In the text on HLA antibodies after transplant, restate the paragraph beginning "Post transplant, donor specific HLA antibodies" as a short bulleted list that keeps its main facts.

:: Text block ::
____

Post transplant, donor specific HLA antibodies contribute to acute humoral rejection characterised by rapid graft dysfunction, accompanied by the presence of circulating anti-donor HLA antibodies and biopsy evidence of C4d deposition in the peritubular capillaries. C4d may also be deposited in the glomeruli though this is variable. In addition, the role of HLA antibodies in chronic rejection is also increasingly recognised. Laboratory HLA antibody screening can be used to monitor patients with suspected rejection for circulating anti-donor HLA antibodies.

In HLA incompatible transplant, the role of H&I laboratory tests is crucial in monitoring the desensitisation to achieve a pre-transplant negative crossmatch as well as to closely monitor the patient post transplant for a rebound in antibody levels to help clinicians respond with therapies to reduce humoral rejection.

____

:: Dataset excerpts ::
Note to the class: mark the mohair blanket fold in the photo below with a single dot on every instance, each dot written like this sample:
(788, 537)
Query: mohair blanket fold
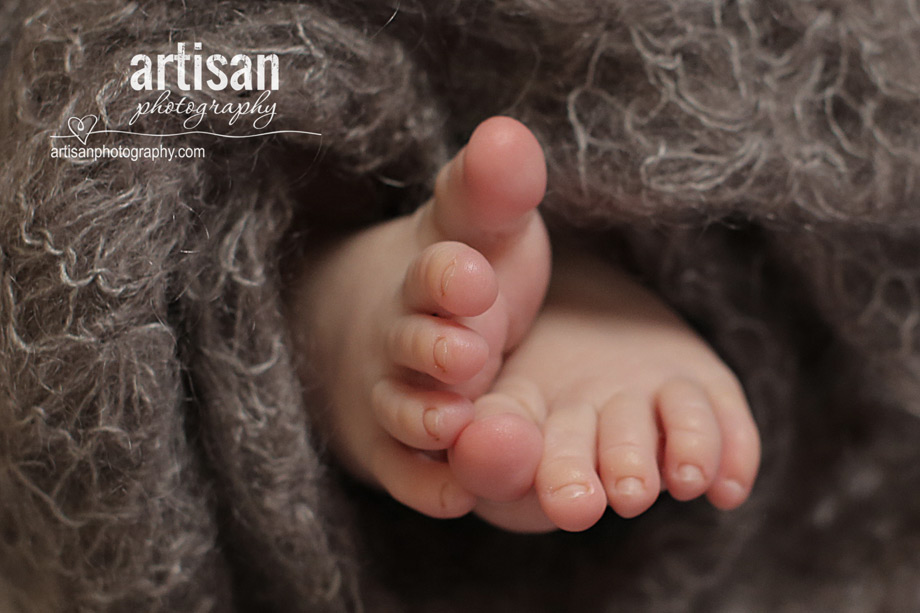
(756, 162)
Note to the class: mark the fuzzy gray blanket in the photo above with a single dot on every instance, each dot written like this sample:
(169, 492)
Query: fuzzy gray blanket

____

:: Task result ::
- After transplant, donor-specific HLA antibodies contribute to acute humoral rejection.
- This rejection shows rapid graft dysfunction, circulating anti-donor HLA antibodies, and C4d deposition in the peritubular capillaries on biopsy. C4d may also appear in the glomeruli, but this varies.
- The role of HLA antibodies in chronic rejection is increasingly recognized.
- Laboratory HLA antibody screening can check patients with suspected rejection for circulating anti-donor HLA antibodies.